_JOB_
Arrange the data below as a JSON list of strings, with one string for each line and no blank lines. Leave the pictures out.

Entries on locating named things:
:::::

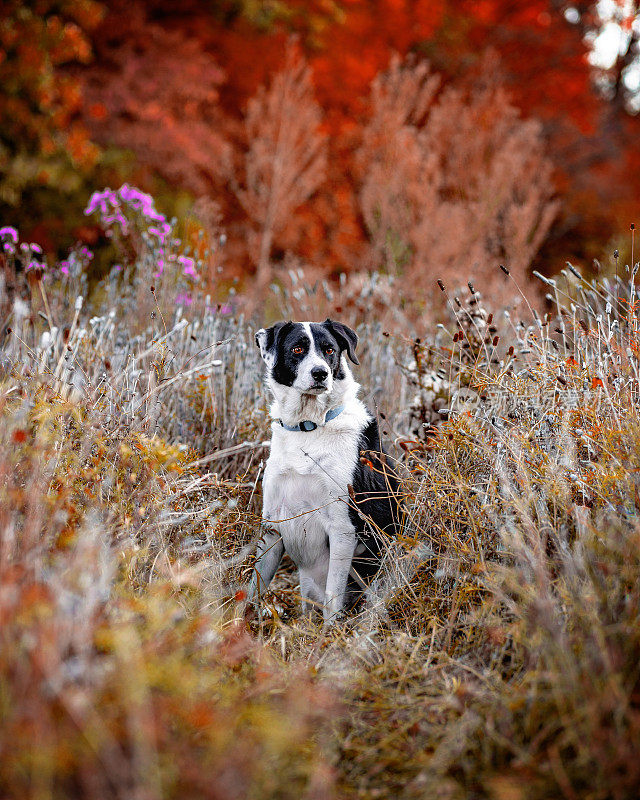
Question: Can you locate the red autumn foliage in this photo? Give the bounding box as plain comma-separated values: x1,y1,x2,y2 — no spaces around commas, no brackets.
234,45,326,291
358,54,557,304
78,5,229,196
7,0,640,290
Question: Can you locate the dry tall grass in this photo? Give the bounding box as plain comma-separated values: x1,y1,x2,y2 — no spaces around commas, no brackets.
0,211,640,800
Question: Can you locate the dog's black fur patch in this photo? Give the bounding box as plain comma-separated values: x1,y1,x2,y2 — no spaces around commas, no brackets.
345,419,401,609
265,319,358,386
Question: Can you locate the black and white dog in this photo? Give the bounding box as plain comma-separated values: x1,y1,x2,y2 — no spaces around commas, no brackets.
248,319,398,624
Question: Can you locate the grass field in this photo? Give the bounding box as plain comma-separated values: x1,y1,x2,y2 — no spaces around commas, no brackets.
0,208,640,800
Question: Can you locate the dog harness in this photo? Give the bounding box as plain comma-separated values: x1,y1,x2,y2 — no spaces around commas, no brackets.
276,406,344,433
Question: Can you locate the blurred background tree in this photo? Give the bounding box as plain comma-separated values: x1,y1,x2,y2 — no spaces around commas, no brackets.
0,0,104,247
0,0,640,288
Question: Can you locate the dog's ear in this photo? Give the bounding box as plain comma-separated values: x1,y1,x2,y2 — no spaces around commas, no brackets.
256,322,293,363
324,318,360,364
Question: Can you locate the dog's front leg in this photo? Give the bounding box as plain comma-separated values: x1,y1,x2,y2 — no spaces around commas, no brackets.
323,532,357,625
247,521,284,602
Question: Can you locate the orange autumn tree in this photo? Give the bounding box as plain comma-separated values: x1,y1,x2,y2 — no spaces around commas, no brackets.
63,0,633,282
0,0,103,241
235,45,327,294
357,53,558,298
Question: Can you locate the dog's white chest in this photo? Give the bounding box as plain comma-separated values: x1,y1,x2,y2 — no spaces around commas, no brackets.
263,422,358,568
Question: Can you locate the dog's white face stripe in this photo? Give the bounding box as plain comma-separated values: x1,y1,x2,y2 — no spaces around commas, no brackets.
293,322,333,393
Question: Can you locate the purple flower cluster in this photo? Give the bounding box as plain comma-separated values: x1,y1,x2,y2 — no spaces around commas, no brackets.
60,245,93,275
84,183,198,278
0,225,18,254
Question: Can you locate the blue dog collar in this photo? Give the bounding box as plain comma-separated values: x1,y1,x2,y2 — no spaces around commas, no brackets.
276,406,344,433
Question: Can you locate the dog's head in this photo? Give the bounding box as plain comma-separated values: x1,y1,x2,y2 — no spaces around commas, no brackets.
256,319,359,396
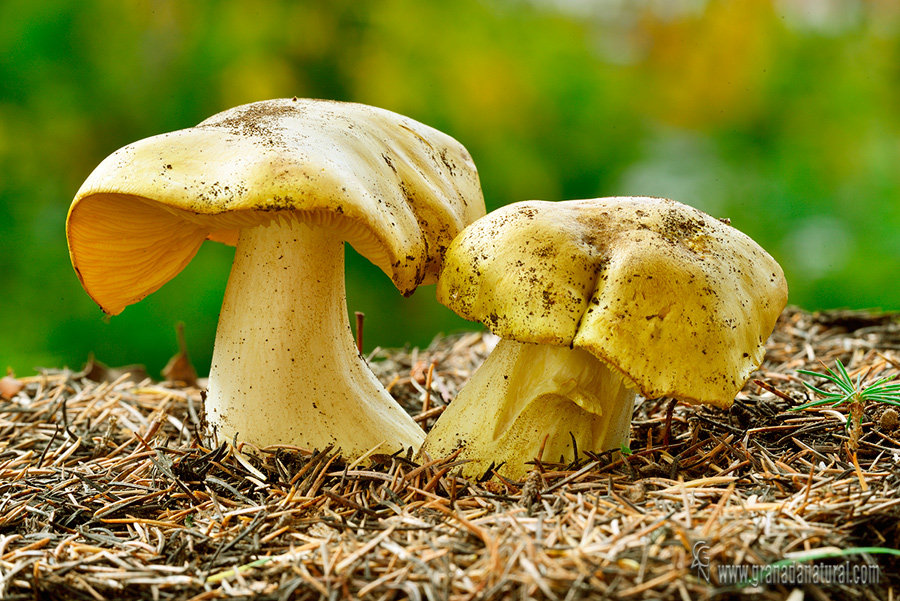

:::::

_ANSWER TO THIS EXERCISE_
[
  "Question: Can you locate the red autumn foliage in this photo? Give the bounding box as plain comma-separated values: x1,y1,x2,y2 — no spaces around commas, no brackets.",
  "234,45,326,291",
  "358,54,557,304",
  "78,5,229,196",
  "7,0,640,290",
  "Question: Can you locate the dry tall grass in this photo? Give the bounding box as plain comma-separated values: x1,y1,x2,y2 — no spaces around commas, no brackets.",
  "0,211,640,800",
  "Question: Can you locate the dog's black fur patch in this photo? Give the bounding box as plain comma-separated values: x1,y1,x2,y2 — no spaces around commas, no brackets.",
  "345,419,401,609",
  "265,319,358,386",
  "Question: Can you locate the black and white dog in this photo? Give the bounding box as plain comma-separated values: x1,y1,x2,y2 — no spaces around commas, no brackets.",
  "248,319,398,624",
  "Question: Can you locate the grass field in this photo? Give the bounding box as plain comma-separated values: x1,y1,x2,y2 — no spaces around commas, no brackets.",
  "0,208,640,800",
  "Question: Can you locate the dog harness in this photo? Give the bounding box as plain comma-separated values: x1,y1,x2,y2 — no spaces around commas, no brackets.",
  "276,406,344,433",
  "Question: Can you locate the blurred background tree in this photo? Give the bounding box as plain comma-separated values: x1,y1,x2,y2 — no spaces around commas, no brackets.",
  "0,0,104,247",
  "0,0,640,288",
  "Question: Can you locate the dog's ear in this photo? Give the bounding box as plain comma-separated values: x1,y1,x2,y2 — no spaces around commas, no brackets.",
  "256,322,293,363",
  "324,318,360,364",
  "Question: Can you locate the dog's front leg in this photo? Give the bounding box as plain comma-separated values: x1,y1,x2,y2 — no spaces around commas, no brackets.",
  "323,532,357,625",
  "247,521,284,602",
  "Question: Can you locate the orange autumn tree in this photo? Give the bounding box as plain comma-separated values: x1,y1,x2,y2 — no spaces around commas, no brackets.",
  "63,0,633,282",
  "0,0,103,241",
  "235,45,327,294",
  "357,53,558,298",
  "Question: Can you locate the dog's white chest in this photo? Give the bounding box as plain comma-separated values: x1,y1,x2,y2 — no spaces around commas, no brackets.",
  "263,422,358,568",
  "Question: Can you locate the dog's white face stripe in this photo? Give the bounding box as plain comma-separated values: x1,y1,x2,y2 — no spaces around commas, no brackets.",
  "293,322,333,393",
  "Question: Can you locate the purple flower cluster in this photo? Give the bounding box as plain comma-separated values: x1,y1,x2,y2 — no spaces around commas, no brackets.",
  "60,245,93,275",
  "84,183,198,278",
  "0,225,18,254",
  "Question: Can you locate the blue dog collar in this photo? Give the bounding box as plain comma-separated values: x1,y1,x2,y2 — no spaces around commas, no brackets.",
  "276,406,344,433",
  "Question: Can you locate the dog's head in this photo? Give the bounding box as plain comma-separated values: x1,y1,x2,y2 — no spaces around commas, no brackets.",
  "256,319,359,396"
]